SOURCE DATA —
==========

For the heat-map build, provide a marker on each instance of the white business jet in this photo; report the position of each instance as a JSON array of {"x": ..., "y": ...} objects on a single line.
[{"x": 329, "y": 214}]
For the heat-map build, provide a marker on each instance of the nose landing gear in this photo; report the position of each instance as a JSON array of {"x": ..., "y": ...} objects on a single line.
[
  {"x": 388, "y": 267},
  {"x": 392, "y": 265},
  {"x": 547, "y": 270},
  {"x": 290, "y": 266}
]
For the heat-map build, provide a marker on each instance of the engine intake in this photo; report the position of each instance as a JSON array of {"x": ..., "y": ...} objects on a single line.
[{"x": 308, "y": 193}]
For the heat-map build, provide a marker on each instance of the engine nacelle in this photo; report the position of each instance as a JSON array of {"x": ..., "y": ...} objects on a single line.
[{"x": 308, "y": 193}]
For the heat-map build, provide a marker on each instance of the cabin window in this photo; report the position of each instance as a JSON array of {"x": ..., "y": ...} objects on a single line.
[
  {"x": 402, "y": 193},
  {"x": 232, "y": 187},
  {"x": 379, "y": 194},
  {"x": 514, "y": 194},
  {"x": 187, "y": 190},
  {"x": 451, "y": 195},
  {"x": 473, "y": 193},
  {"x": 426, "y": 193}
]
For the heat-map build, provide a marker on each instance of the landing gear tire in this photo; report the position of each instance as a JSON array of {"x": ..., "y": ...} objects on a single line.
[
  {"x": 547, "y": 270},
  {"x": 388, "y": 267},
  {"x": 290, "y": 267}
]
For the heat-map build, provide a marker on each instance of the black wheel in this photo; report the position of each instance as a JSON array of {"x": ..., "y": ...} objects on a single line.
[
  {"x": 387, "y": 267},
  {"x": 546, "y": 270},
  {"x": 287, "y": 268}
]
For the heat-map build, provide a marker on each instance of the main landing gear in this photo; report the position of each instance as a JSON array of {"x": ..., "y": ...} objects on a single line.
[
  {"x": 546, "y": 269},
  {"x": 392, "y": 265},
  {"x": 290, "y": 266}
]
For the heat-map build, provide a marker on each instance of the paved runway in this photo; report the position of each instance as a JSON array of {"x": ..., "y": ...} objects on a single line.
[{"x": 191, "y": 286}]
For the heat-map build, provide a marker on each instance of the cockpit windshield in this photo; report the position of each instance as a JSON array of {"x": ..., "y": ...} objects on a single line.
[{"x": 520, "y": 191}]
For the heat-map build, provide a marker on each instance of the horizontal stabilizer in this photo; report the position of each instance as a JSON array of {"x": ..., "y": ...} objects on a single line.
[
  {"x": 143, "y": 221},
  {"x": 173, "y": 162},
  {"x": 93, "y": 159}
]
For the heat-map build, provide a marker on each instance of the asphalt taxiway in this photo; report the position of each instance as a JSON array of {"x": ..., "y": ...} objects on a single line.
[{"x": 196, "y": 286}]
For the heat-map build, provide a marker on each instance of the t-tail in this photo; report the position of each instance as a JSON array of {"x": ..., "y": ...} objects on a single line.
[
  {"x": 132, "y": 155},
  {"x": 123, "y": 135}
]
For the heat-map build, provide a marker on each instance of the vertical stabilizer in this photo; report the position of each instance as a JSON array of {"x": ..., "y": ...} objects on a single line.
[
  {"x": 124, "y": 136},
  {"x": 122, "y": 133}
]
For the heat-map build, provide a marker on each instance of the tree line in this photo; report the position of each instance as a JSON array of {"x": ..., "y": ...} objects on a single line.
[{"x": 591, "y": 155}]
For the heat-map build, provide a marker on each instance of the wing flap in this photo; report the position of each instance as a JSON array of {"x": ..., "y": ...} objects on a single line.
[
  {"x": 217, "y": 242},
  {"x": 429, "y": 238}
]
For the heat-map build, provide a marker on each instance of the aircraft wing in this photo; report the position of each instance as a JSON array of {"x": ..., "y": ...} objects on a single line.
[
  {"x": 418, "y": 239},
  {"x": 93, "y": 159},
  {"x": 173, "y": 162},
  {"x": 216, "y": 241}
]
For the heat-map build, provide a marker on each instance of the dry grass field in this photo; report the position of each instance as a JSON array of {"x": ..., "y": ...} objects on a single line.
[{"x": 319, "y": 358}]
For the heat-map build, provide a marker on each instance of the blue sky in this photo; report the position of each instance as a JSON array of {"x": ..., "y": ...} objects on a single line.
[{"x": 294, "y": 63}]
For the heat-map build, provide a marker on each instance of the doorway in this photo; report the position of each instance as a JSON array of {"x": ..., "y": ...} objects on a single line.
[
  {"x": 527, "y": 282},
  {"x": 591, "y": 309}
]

==========

Without changing a single word, reproduce the entries above.

YOUR SOLUTION —
For the heat-map build, provide a marker on each instance of the white business jet in this photo; report the position of each instance as a JSON array of {"x": ..., "y": ...} objects on a single line.
[{"x": 329, "y": 214}]
For the heat-map build, provide a marker on each instance of the nose landing gear in this photo; report the position of each instance as a JSON array of {"x": ..., "y": ...} objects on a single line.
[
  {"x": 388, "y": 267},
  {"x": 392, "y": 265},
  {"x": 547, "y": 270},
  {"x": 290, "y": 266}
]
For the heat-map build, provide a marker on each instance of the engine intake in this photo; report the position of each instance as a JSON array of {"x": ..., "y": ...} objects on a single line.
[{"x": 308, "y": 193}]
For the heat-map build, provide a marker on each instance of the engine nacelle in this photo; report the position of each instance as a JSON array of {"x": ..., "y": ...} objects on a single line.
[{"x": 308, "y": 193}]
For the heat-map build, provide a marker on each instance of the cabin window in this photo; report the position of each instance as a JSON array of {"x": ..., "y": ...} objects on a single line.
[
  {"x": 402, "y": 193},
  {"x": 232, "y": 187},
  {"x": 379, "y": 194},
  {"x": 514, "y": 194},
  {"x": 187, "y": 190},
  {"x": 451, "y": 195},
  {"x": 473, "y": 193},
  {"x": 426, "y": 193}
]
For the heat-map build, provide a marker on each instance of the landing gear tire in this photo; report the position of each instance as a JSON array of {"x": ..., "y": ...} objects on a single line.
[
  {"x": 547, "y": 270},
  {"x": 388, "y": 267},
  {"x": 290, "y": 267}
]
For the heat-map build, provide a marker on each instance of the black wheel in this photo; report the position of each instance as a JSON array of {"x": ..., "y": ...} objects on a single line.
[
  {"x": 387, "y": 267},
  {"x": 546, "y": 270},
  {"x": 287, "y": 268}
]
For the heat-map build, provide a marker on each instance of the main landing gear in this photo; report the position of each instance as a JSON array of {"x": ..., "y": ...} objects on a single line.
[
  {"x": 546, "y": 269},
  {"x": 392, "y": 265},
  {"x": 290, "y": 266}
]
For the heat-map build, provide a marker on each instance of the paved runway in this photo; report the position of each instance as a JSON array of {"x": ..., "y": ...} objects on a single line.
[{"x": 191, "y": 286}]
For the heat-map build, provide a marker on each instance of the cockpit windshield in this photo; report the position of each instance as a JSON array of {"x": ..., "y": ...} objects on a single line.
[{"x": 520, "y": 191}]
For the heat-map build, provide a marker on each instance of the horizontal stabilizer in this photo; report the position of each instance as a JSON array of {"x": ..., "y": ...} objects on a single line.
[
  {"x": 143, "y": 221},
  {"x": 173, "y": 162},
  {"x": 93, "y": 159}
]
For the heat-map build, provide a marker on each instance of the asphalt taxiway in this photo; report the position of each instance as a JSON array of {"x": ..., "y": ...} objects on a single line.
[{"x": 196, "y": 286}]
For the heat-map build, provide a marker on each instance of the t-tail in this photo; report the position of each instance as a JSON array of {"x": ..., "y": ...} objects on a single line.
[
  {"x": 132, "y": 155},
  {"x": 123, "y": 135}
]
For the heat-map build, provide a marker on each instance of the vertical stabilizer in this photo; report the position of each instance as a JSON array of {"x": ..., "y": ...} objects on a single line.
[
  {"x": 124, "y": 136},
  {"x": 122, "y": 133}
]
For the heat-map build, provide a marker on each instance of the tree line in this photo; report the position of each instance as a JSON array of {"x": ..., "y": ...} objects on a single line.
[{"x": 591, "y": 155}]
For the heat-map build, provide a marker on each instance of the wing flap in this photo; report the position of each instance as a JSON array of {"x": ..., "y": ...} objects on a single line.
[
  {"x": 217, "y": 242},
  {"x": 429, "y": 238}
]
For the heat-map build, provide a marker on each instance of the aircraft wing in this photo; report the position of each instance as a JSON array of {"x": ..., "y": ...} objects on a single line.
[
  {"x": 418, "y": 239},
  {"x": 93, "y": 159},
  {"x": 173, "y": 162},
  {"x": 216, "y": 241}
]
For the heat-map build, provide a marker on each instance of the dry grass field in this photo; report the position of each instance as a JSON array of {"x": ..., "y": ...} objects on a single line.
[{"x": 319, "y": 358}]
For the heat-map build, provide a marker on each instance of the blue sky in this photo; report the position of each instance as a JSON array of {"x": ..., "y": ...} objects on a single line.
[{"x": 294, "y": 63}]
For the heat-map build, provide a marker on each instance of the doorway in this photo; report the position of each instance as a JSON array of {"x": ..., "y": ...} objects on a single line.
[
  {"x": 527, "y": 282},
  {"x": 591, "y": 309}
]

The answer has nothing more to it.